**WHAT YOU WILL DO**
In the listing below, locate the line containing "17L118 19L116 38L106"; reproduce that line and all lines that follow it, unchanged.

[[ WORKING DATA, beginning ]]

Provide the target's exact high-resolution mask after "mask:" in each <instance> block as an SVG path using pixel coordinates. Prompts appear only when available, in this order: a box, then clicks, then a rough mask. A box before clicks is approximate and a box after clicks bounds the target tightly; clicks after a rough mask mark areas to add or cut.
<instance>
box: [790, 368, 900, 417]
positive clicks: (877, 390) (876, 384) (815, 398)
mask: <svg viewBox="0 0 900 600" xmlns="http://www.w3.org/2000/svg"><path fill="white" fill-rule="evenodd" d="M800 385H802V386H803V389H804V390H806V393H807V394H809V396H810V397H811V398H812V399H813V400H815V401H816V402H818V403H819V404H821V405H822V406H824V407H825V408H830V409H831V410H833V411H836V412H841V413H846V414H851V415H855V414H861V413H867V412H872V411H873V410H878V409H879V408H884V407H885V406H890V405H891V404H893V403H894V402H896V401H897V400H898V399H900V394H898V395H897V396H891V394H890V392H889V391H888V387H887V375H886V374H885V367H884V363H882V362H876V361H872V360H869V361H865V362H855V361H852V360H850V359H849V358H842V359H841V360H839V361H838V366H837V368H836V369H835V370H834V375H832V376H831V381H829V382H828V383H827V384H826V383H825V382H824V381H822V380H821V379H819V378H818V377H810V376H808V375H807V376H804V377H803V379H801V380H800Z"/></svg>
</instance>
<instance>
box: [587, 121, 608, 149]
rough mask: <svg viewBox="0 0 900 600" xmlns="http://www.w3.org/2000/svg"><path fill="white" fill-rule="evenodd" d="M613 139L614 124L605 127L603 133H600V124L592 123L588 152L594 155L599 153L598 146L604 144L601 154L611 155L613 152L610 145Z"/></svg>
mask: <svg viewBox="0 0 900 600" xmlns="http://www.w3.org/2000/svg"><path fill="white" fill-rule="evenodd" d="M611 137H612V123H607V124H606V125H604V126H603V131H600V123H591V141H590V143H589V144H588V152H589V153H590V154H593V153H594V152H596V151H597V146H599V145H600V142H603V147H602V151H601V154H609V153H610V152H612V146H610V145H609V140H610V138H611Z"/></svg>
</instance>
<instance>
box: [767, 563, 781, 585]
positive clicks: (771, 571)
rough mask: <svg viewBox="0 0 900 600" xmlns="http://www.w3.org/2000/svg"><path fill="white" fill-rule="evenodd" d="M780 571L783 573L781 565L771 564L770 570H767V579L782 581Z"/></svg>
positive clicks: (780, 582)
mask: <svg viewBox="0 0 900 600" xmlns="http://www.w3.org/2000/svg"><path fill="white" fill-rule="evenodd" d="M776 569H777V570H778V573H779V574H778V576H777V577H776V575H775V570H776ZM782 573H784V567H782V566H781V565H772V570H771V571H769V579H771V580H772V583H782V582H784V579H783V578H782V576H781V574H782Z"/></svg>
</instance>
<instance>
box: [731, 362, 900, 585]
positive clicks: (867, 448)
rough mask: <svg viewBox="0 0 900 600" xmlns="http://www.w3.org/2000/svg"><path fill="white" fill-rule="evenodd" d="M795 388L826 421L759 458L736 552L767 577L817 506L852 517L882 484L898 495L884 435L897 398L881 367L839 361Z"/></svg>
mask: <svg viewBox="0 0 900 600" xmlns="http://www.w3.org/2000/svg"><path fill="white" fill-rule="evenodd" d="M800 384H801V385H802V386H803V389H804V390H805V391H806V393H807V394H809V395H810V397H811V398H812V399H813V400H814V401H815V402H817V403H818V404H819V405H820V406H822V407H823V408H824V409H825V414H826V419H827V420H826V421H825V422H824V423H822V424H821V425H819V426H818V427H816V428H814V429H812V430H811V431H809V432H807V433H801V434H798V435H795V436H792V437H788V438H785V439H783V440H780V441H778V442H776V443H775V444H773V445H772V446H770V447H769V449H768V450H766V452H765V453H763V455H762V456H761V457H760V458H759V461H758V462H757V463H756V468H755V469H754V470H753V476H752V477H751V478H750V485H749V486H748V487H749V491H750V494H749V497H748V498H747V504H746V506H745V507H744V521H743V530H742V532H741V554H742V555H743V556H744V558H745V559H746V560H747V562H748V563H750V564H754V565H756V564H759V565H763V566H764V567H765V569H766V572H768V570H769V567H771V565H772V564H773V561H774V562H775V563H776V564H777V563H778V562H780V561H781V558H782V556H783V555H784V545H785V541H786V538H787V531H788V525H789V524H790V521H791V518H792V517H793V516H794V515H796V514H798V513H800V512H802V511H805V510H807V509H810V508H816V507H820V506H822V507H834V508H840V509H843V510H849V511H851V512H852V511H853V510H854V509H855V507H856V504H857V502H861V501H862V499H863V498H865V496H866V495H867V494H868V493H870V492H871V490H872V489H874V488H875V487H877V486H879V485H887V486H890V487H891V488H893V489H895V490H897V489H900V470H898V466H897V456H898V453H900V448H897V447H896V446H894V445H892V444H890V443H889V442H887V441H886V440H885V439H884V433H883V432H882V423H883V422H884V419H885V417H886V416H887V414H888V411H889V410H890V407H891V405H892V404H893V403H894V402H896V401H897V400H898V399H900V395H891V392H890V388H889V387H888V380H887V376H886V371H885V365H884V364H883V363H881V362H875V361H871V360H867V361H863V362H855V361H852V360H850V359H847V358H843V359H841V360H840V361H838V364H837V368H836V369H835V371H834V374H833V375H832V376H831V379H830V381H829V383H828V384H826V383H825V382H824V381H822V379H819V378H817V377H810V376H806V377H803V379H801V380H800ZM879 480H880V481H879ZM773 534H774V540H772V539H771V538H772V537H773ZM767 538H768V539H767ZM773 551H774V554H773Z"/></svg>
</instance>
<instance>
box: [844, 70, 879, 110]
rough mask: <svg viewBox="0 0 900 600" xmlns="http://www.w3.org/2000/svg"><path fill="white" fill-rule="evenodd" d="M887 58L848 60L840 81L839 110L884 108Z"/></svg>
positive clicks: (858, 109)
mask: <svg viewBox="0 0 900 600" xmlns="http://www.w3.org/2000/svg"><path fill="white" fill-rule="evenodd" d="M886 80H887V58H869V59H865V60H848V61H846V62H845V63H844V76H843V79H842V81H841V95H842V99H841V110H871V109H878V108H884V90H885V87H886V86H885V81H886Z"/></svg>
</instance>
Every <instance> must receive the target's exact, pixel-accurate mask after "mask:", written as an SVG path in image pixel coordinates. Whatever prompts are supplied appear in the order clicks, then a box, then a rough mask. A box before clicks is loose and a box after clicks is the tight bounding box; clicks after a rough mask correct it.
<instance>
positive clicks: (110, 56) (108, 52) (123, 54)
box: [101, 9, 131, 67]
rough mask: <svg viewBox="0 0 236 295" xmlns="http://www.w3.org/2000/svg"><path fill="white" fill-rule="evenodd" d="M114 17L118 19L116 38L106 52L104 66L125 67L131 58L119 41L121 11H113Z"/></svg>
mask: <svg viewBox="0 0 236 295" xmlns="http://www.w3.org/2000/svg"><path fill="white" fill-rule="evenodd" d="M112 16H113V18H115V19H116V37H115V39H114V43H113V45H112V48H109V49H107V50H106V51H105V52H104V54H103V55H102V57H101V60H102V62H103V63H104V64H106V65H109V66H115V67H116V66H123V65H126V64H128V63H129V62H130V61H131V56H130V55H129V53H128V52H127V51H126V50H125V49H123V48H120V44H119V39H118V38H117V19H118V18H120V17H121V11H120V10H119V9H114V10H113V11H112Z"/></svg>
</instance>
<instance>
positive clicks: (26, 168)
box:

[[ WORKING DATA, end ]]

**ANSWER SECTION**
rough mask: <svg viewBox="0 0 236 295" xmlns="http://www.w3.org/2000/svg"><path fill="white" fill-rule="evenodd" d="M114 17L118 19L116 38L106 52L104 66L125 67L131 58L119 41L121 11H113Z"/></svg>
mask: <svg viewBox="0 0 236 295" xmlns="http://www.w3.org/2000/svg"><path fill="white" fill-rule="evenodd" d="M112 16H113V18H115V19H116V37H115V39H114V43H113V45H112V48H109V49H107V50H106V51H105V52H104V54H103V55H102V57H101V60H102V62H103V63H104V64H106V65H109V66H115V67H116V66H123V65H126V64H128V63H129V62H130V61H131V56H130V55H129V53H128V52H127V51H126V50H125V49H123V48H120V44H119V39H118V38H117V19H118V18H120V17H121V11H120V10H119V9H114V10H113V11H112Z"/></svg>
</instance>
<instance>
positive clicks: (26, 168)
box:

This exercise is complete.